##### Source extract #####

Comparisons between middle-aged English and Americans have revealed that US citizens are significantly less healthy than their British counterparts.
By contrasting data from health surveys carried out between 1999 and 2003 researchers from University College London uncovered the true extent of the difference in health between the two groups, both aged between 55 and 64.
While high blood pressure was ten per cent more likely in middle-aged US citizens, heart disease was 50 per cent higher and diabetes was nearly twice as likely, the study showed.
“You don’t expect the health of middle-aged people in these two countries to be too different, but we found that the English are a lot healthier than the Americans,” commented one of the study’s authors, Professor James Smith.
“It’s not just a difference in how people characterise their own health? the biological measures confirm there is a difference.”
Attempts to attribute the disparity to obvious lifestyle habits such as smoking, lack of exercise and drinking failed, leading researchers to link the health gap with obesity levels ? a worrying association for British middle-aged men and women.
“This may mean that over time the gap between England and the United States will begin to close,” Professor James Banks of the UCL Department of Economics explained.
“It may be that England’s shorter history of obesity or differences in childhood experiences create an advantage with respect to middle-aged Americans.”
British obesity rates of seven per cent in 1980 are now converging with those of the US, having risen to 23 per cent compared to the US’ 31 per cent by 2003.

##### Provided records #####

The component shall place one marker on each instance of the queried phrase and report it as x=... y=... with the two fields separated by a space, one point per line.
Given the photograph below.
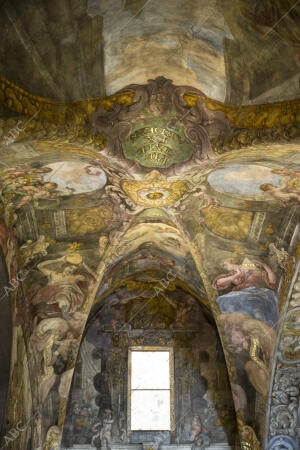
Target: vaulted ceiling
x=143 y=144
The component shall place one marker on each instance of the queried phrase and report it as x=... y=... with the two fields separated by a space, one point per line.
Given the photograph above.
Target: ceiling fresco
x=163 y=214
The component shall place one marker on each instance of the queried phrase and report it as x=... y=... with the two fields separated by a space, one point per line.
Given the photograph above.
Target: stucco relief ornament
x=285 y=401
x=159 y=130
x=282 y=443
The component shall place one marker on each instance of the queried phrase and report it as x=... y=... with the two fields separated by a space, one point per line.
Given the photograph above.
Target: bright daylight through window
x=150 y=388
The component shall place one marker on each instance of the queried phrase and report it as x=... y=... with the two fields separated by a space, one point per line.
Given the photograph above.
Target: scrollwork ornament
x=285 y=400
x=282 y=442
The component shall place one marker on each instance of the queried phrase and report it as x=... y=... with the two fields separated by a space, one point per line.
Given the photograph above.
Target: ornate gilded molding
x=24 y=103
x=252 y=116
x=209 y=125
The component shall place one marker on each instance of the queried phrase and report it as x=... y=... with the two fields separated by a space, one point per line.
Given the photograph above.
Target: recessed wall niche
x=201 y=407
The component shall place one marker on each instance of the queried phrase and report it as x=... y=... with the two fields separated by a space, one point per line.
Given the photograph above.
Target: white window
x=151 y=389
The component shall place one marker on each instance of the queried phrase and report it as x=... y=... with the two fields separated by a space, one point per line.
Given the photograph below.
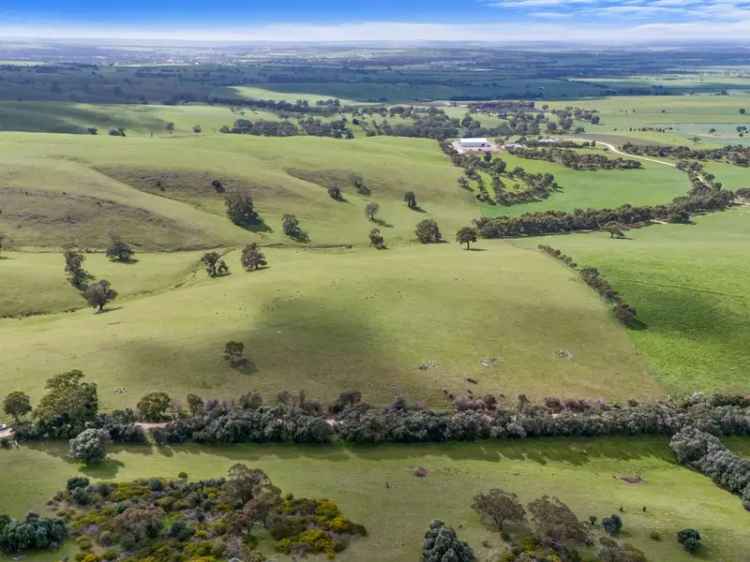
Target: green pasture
x=688 y=115
x=653 y=184
x=377 y=487
x=690 y=285
x=35 y=283
x=329 y=321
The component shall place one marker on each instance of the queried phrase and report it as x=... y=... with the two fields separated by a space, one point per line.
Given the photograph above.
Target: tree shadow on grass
x=106 y=470
x=382 y=223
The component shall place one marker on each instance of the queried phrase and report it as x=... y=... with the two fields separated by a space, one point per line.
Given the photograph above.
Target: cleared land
x=690 y=285
x=585 y=474
x=361 y=319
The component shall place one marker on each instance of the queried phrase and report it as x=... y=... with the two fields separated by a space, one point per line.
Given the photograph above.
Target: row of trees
x=560 y=222
x=216 y=519
x=575 y=160
x=734 y=154
x=591 y=276
x=705 y=453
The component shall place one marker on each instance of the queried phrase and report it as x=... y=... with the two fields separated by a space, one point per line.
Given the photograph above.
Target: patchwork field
x=690 y=285
x=361 y=319
x=585 y=474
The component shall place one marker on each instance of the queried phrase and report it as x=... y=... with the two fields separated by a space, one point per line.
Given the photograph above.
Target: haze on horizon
x=597 y=21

#####

* [Study questions]:
**A.** According to the text comparing English and American health, how much higher was heart disease among middle-aged US citizens?
**B.** Reproduce the text comparing English and American health from "By contrasting data" up to and including "Professor James Smith.".

* [Task answers]:
**A.** Heart disease was 50 per cent higher among middle-aged US citizens.

**B.**
By contrasting data from health surveys carried out between 1999 and 2003 researchers from University College London uncovered the true extent of the difference in health between the two groups, both aged between 55 and 64.
While high blood pressure was ten per cent more likely in middle-aged US citizens, heart disease was 50 per cent higher and diabetes was nearly twice as likely, the study showed.
“You don’t expect the health of middle-aged people in these two countries to be too different, but we found that the English are a lot healthier than the Americans,” commented one of the study’s authors, Professor James Smith.